→ **Work item**: The entries that follow need to be reproduced exactly, minus any images.

→ **Task inputs**:
========================================

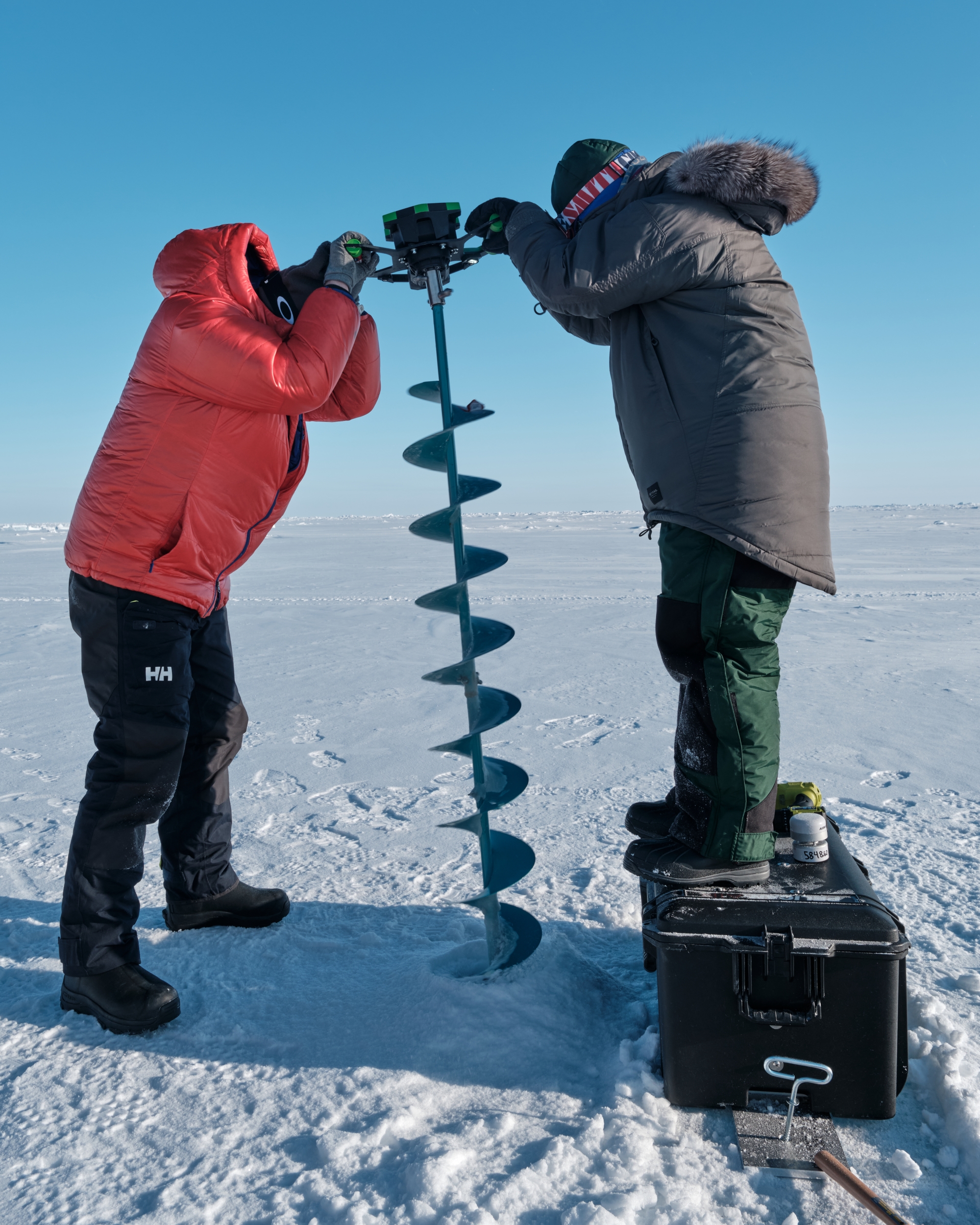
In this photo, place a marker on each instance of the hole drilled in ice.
(885, 777)
(464, 962)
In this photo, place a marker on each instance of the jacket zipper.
(244, 550)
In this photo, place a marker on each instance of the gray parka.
(712, 373)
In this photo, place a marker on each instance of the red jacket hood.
(212, 263)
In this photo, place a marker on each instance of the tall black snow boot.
(128, 1000)
(241, 907)
(652, 820)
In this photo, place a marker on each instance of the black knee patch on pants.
(679, 638)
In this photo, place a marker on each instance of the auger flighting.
(427, 251)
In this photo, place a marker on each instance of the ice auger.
(427, 251)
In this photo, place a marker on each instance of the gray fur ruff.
(759, 172)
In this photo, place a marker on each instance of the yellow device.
(798, 797)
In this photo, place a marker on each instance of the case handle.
(741, 984)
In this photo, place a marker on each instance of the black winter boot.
(241, 907)
(126, 1000)
(670, 861)
(652, 820)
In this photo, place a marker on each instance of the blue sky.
(125, 124)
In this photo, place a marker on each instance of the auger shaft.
(427, 250)
(491, 908)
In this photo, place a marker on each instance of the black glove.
(498, 212)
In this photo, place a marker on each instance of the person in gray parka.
(719, 413)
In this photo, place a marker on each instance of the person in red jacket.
(201, 456)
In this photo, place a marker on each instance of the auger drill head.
(425, 241)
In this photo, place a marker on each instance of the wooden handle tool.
(861, 1192)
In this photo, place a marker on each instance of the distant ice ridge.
(33, 527)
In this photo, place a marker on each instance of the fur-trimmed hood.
(748, 172)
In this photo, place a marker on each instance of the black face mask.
(271, 288)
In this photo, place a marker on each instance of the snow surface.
(340, 1066)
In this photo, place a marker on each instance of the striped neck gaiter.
(598, 192)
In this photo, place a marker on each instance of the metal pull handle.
(773, 1066)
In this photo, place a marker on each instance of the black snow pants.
(162, 682)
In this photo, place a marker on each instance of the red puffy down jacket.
(209, 441)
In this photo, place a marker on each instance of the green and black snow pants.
(717, 621)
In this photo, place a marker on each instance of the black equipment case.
(811, 964)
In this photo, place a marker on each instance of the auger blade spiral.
(424, 245)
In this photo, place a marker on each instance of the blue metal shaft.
(466, 621)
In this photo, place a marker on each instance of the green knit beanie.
(582, 162)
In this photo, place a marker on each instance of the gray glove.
(348, 264)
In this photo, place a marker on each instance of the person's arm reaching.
(359, 386)
(224, 356)
(611, 264)
(596, 331)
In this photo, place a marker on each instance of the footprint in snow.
(324, 758)
(885, 777)
(42, 776)
(254, 738)
(307, 733)
(276, 782)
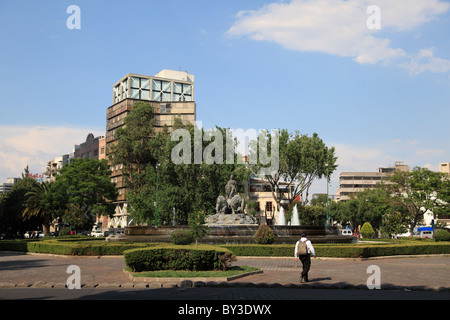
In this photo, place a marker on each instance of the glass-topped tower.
(170, 93)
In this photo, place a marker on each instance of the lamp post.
(156, 202)
(328, 207)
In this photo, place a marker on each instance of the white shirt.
(309, 247)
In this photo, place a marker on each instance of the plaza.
(401, 275)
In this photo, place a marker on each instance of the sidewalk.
(404, 273)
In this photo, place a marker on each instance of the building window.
(161, 90)
(182, 92)
(165, 108)
(140, 89)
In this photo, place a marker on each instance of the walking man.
(303, 251)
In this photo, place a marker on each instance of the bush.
(441, 235)
(182, 237)
(264, 235)
(367, 230)
(201, 258)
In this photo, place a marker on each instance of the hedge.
(175, 257)
(99, 247)
(343, 251)
(69, 247)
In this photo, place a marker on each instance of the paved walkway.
(431, 273)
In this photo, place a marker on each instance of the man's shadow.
(319, 279)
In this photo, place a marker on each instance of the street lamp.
(156, 202)
(328, 207)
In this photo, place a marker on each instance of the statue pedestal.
(230, 219)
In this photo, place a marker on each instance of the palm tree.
(38, 203)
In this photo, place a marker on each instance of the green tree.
(367, 230)
(186, 187)
(12, 205)
(86, 184)
(416, 192)
(197, 226)
(39, 202)
(302, 159)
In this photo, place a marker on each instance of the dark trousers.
(306, 262)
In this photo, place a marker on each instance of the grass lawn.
(233, 271)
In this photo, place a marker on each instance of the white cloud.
(337, 27)
(35, 146)
(429, 152)
(425, 61)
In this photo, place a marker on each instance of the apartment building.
(90, 149)
(8, 185)
(171, 95)
(444, 167)
(350, 183)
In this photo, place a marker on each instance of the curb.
(216, 284)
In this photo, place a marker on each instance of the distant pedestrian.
(303, 251)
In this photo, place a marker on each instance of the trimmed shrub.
(182, 237)
(264, 235)
(441, 235)
(367, 230)
(200, 258)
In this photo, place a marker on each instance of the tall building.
(7, 186)
(444, 167)
(350, 183)
(89, 149)
(53, 166)
(171, 95)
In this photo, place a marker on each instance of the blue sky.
(377, 95)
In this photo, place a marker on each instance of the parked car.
(346, 232)
(97, 233)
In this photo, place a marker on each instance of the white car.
(97, 233)
(346, 232)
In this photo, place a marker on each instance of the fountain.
(295, 221)
(231, 225)
(281, 220)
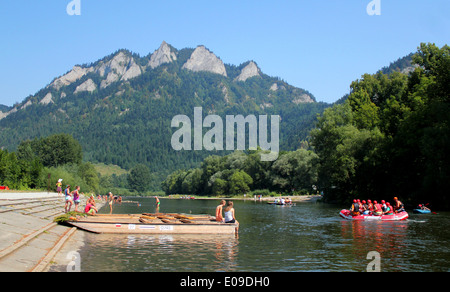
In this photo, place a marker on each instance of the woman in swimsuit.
(229, 215)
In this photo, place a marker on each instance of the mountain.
(120, 107)
(402, 65)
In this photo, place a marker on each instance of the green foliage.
(53, 151)
(129, 123)
(139, 178)
(240, 173)
(19, 173)
(391, 136)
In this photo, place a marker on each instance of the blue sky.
(319, 45)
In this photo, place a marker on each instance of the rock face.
(89, 86)
(203, 60)
(249, 71)
(75, 74)
(303, 98)
(121, 67)
(162, 56)
(47, 99)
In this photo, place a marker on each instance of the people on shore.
(111, 199)
(68, 199)
(398, 207)
(230, 217)
(90, 208)
(355, 208)
(59, 187)
(375, 208)
(76, 197)
(219, 209)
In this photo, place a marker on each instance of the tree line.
(390, 137)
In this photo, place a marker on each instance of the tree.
(240, 183)
(55, 150)
(296, 170)
(139, 178)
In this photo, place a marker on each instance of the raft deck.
(153, 224)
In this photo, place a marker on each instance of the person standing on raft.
(230, 216)
(219, 217)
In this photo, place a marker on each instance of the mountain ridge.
(120, 107)
(124, 65)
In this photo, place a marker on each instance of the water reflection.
(387, 238)
(308, 237)
(188, 253)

========================================

→ **Your response**:
In this photo, place a marker on each instance of the hole drilled in ice.
(885, 777)
(464, 962)
In this photo, place a marker on each instance of the jacket zipper.
(244, 550)
In this photo, place a marker on each instance of the gray parka.
(712, 373)
In this photo, place a marker on each instance of the red jacket hood.
(212, 263)
In this photo, place a marker on each instance of the tall black snow boot.
(128, 1000)
(241, 907)
(652, 820)
In this photo, place a marker on each instance of the black knee patch on pants.
(679, 638)
In this photo, place a marker on each instance of the auger flighting.
(427, 251)
In this photo, place a marker on each instance of the ice auger.
(427, 251)
In this photo, place a marker on each instance of the gray fur ruff.
(759, 172)
In this photo, place a marker on each instance of the yellow device.
(798, 797)
In this photo, place a marker on each instance of the case handle.
(741, 984)
In this photo, place a marker on each instance of the black winter boot.
(241, 907)
(126, 1000)
(670, 861)
(652, 820)
In this photo, place a marker on each instance of the blue sky.
(125, 124)
In this photo, place a marker on each instance of the auger shaft.
(427, 250)
(491, 908)
In this photo, place a marker on each instance of the black glove.
(498, 212)
In this photo, place a marker on each instance of the person in gray parka.
(719, 413)
In this photo, place a marker on each instance of the person in red jacket.
(201, 456)
In this photo, place a marker on each instance of the auger drill head.
(425, 241)
In this photo, place a marker on each instance of the wooden handle tool.
(861, 1192)
In this photo, place a marker on each instance of the distant ice ridge.
(33, 527)
In this photo, place a marker on each instance of the fur-trimmed hood.
(748, 172)
In this photo, place a marker on each instance of the black face mask.
(271, 288)
In this photo, place a marker on each instance of the snow surface.
(340, 1066)
In this photo, place a marker on each instance of the striped neck gaiter.
(598, 192)
In this photo, place a marker on each instance of the metal pull handle.
(773, 1066)
In this photo, place a marker on each instance of the black snow pants.
(162, 682)
In this photo, place a marker on each instance of the red puffy down jacket.
(209, 441)
In this photo, place a marker on each instance of the green and black snow pants.
(717, 621)
In this photo, place a marker on each instance of the black equipment case.
(811, 964)
In this photo, place a marker on each instance of the auger blade spiral.
(424, 245)
In this photo, place a marker on each instance of the blue metal shaft.
(466, 621)
In this photo, place a marker on each instance of the green knit beanie.
(582, 162)
In this photo, place a marker on each instance of the gray glove.
(348, 264)
In this photo, place a marker on each instance of the person's arm reaching.
(359, 386)
(224, 356)
(611, 264)
(596, 331)
In this photo, place a marker on each instance of the footprint in snow.
(324, 758)
(885, 777)
(42, 776)
(254, 738)
(307, 733)
(276, 782)
In this photo, place a marker on each instance of the glass-topped tower.
(170, 93)
In this photo, place a marker on each instance of the lamp post.
(156, 202)
(328, 207)
In this photo, place a marker on each instance of the white shirt.
(309, 247)
In this photo, place a marker on each instance of the plaza.
(401, 275)
In this photo, place a marker on each instance of the sidewalk.
(404, 273)
In this photo, place a marker on each instance of the building window.
(161, 90)
(182, 92)
(165, 108)
(140, 89)
In this photo, place a marker on each instance of the walking man.
(303, 251)
In this photo, place a marker on each instance of the bush.
(441, 235)
(182, 237)
(264, 235)
(367, 230)
(201, 258)
In this photo, place a marker on each instance of the hedge.
(175, 257)
(99, 247)
(343, 251)
(69, 247)
In this photo, place a marker on each instance of the paved walkway.
(431, 273)
In this photo, place a marker on each instance of the man's shadow.
(319, 279)
In this photo, place a marker on each instance of the street lamp.
(156, 202)
(328, 207)
In this photo, place a marker on each instance of the statue pedestal.
(230, 219)
In this photo, place a marker on each instance of the palm tree.
(38, 203)
In this photo, place a marker on each instance of the green tree.
(367, 230)
(186, 187)
(12, 205)
(86, 184)
(416, 192)
(197, 226)
(39, 202)
(302, 159)
In this photo, place a marker on each instance of the dark trousers.
(306, 262)
In this photo, place a marker on each instance of the grass lawn.
(233, 271)
In this photo, place a marker on each instance of the white cloud.
(337, 27)
(35, 146)
(429, 152)
(425, 61)
In this photo, place a marker on each instance of the apartment building.
(90, 149)
(8, 185)
(171, 95)
(444, 167)
(350, 183)
In this photo, place a marker on each instance of the curb.
(216, 284)
In this photo, place a marker on each instance of the distant pedestrian.
(303, 251)
In this photo, place a marker on each instance of the trimmed shrub.
(182, 237)
(264, 235)
(441, 235)
(367, 230)
(200, 258)
In this photo, place a marker on each instance of the tall building.
(7, 186)
(444, 167)
(350, 183)
(89, 149)
(53, 166)
(171, 95)
In this photo, place a marker on each instance of the blue sky.
(377, 95)
In this photo, place a marker on each instance of the parked car.
(346, 232)
(97, 233)
In this photo, place a marker on each instance of the white car.
(97, 233)
(346, 232)
In this photo, place a marker on each instance of the fountain.
(295, 221)
(231, 225)
(281, 220)
In this photo, place a marker on each instance of the woman in swimsuit.
(229, 215)
In this photo, place a marker on each instance of the mountain.
(120, 107)
(402, 65)
In this photo, place a marker on each instance of the green foliage.
(53, 151)
(129, 123)
(139, 178)
(240, 173)
(19, 173)
(391, 136)
In this photo, place a marker on each instance of the blue sky.
(319, 45)
In this photo, place a marker on each instance of the rock face.
(89, 86)
(203, 60)
(249, 71)
(75, 74)
(303, 98)
(121, 67)
(162, 56)
(47, 99)
In this photo, place a marker on each instance of the people on shore.
(111, 199)
(68, 199)
(398, 207)
(230, 217)
(90, 208)
(355, 208)
(59, 187)
(375, 208)
(76, 197)
(219, 209)
In this photo, place a marker on each instance of the tree line.
(390, 137)
In this photo, place a marker on each instance of the tree.
(240, 183)
(55, 150)
(296, 170)
(139, 178)
In this photo, place a marker on each instance of the raft deck.
(153, 224)
In this photo, place a marker on each instance of the person standing on raft.
(230, 216)
(219, 217)
In this photo, place a marker on each instance of the mountain ridge.
(120, 107)
(124, 65)
In this photo, place a marker on each instance of the water reflection.
(387, 238)
(308, 237)
(188, 253)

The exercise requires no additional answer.